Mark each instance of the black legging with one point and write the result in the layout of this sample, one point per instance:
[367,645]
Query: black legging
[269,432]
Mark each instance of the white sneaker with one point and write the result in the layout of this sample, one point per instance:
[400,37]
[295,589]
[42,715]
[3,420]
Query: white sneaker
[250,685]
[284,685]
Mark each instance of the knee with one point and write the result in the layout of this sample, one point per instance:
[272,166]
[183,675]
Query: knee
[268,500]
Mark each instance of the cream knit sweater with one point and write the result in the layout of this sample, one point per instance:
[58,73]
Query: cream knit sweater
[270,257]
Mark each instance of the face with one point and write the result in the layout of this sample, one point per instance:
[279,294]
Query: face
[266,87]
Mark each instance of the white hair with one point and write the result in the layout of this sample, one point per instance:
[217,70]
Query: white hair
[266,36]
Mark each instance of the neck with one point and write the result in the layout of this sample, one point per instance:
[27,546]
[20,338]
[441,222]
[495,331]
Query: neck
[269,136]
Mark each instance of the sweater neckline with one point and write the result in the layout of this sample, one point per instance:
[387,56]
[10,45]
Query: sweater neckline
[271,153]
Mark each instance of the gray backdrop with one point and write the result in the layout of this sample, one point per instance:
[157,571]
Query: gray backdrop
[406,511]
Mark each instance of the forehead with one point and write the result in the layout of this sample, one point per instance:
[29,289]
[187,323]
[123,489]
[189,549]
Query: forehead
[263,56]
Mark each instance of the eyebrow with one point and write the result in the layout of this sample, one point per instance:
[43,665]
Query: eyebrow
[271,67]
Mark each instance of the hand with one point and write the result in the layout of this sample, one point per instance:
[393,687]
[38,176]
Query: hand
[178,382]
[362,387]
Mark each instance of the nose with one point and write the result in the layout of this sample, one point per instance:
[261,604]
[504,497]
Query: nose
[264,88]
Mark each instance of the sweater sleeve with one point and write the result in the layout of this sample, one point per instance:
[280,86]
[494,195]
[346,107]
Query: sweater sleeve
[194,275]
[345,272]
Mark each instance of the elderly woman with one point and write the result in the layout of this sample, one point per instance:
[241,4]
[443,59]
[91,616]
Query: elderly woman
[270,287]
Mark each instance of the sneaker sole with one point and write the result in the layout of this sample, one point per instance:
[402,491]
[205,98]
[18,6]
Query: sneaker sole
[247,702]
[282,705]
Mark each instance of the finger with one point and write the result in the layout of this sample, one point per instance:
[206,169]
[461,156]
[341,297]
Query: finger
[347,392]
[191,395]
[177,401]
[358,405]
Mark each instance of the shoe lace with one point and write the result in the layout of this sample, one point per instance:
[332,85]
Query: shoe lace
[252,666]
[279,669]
◆ ◆ ◆ ◆
*Problem*: Write out all of the data above again, replacing every "Query" with "Target" and leaving everything else unchanged.

*Task response*:
Mark each instance of the black legging with one point and write the result in the layout of this sample, one point per instance:
[367,645]
Target: black legging
[269,432]
Mark each instance of the white sneaker with one point and write the result in the layout of this sample, one point per instance:
[400,37]
[295,589]
[42,715]
[3,420]
Target: white sneaker
[250,685]
[284,685]
Mark each instance of the knee with one point and write the result in the layout of this sample, one point per instance:
[272,166]
[183,675]
Target: knee
[268,500]
Mark each instance of the cream knit sweater with one point and write the result in the layout of this sample, one point per instance:
[58,73]
Target: cream knit sweater
[270,257]
Mark each instance of the face with one point and write the result in the layout of this sample, one point per instance:
[279,294]
Target: face
[266,87]
Mark each instance of the white hair with one point and write the result in the layout of this sample, one point per instance:
[217,70]
Target: white hair
[266,36]
Mark each instance of the neck with one point and write the result in the layout of this sample, one point per instance:
[27,546]
[20,338]
[441,222]
[495,331]
Target: neck
[269,136]
Mark each instance of the sweater neckline with one point and write the result in the layout of this sample, one point per instance:
[387,56]
[10,45]
Target: sweater neckline
[271,153]
Mark each instance of the gray backdrop with one point and write the result in the layout of this sample, one point per instance:
[157,571]
Target: gray backdrop
[406,511]
Mark each instance of the forehead with one point and write the result in the layout of this sample, one point per instance:
[29,289]
[187,323]
[123,489]
[189,549]
Target: forehead
[263,56]
Mark each instance of the eyebrow with one point and write the result in the layout of this sample, one point per instance:
[43,665]
Target: eyebrow
[271,67]
Mark each instance of the hand with one point and write the result in the layout of this sample, one point per instance:
[393,687]
[38,176]
Target: hand
[178,382]
[362,387]
Mark each instance of the nose with one point and write the result in the layout of this sample, one point per instance:
[261,604]
[504,497]
Target: nose
[264,88]
Mark each instance of the sweater sleeve with one point and write the result in the layout of this sample, one point per instance:
[280,86]
[494,195]
[346,107]
Target: sweater sleeve
[194,275]
[345,272]
Mark each instance of the elderly woman with one point and write the result in the layout of this sample, one point per instance:
[241,4]
[443,59]
[91,616]
Target: elderly woman
[270,287]
Mark each instance of the sneaker sole with one point and write the result in the layout of this sample, one point per instance:
[402,491]
[205,98]
[18,6]
Target: sneaker sole
[247,702]
[282,705]
Mark each instance of the finger with one point and write the result in the layout of this sample, one point per instance:
[206,169]
[461,156]
[341,297]
Target: finger
[347,392]
[191,395]
[177,401]
[358,405]
Mark each instance of the shoe lace with one point and write the result in the layout of this sample, one point per instance:
[332,85]
Target: shoe lace
[252,666]
[279,669]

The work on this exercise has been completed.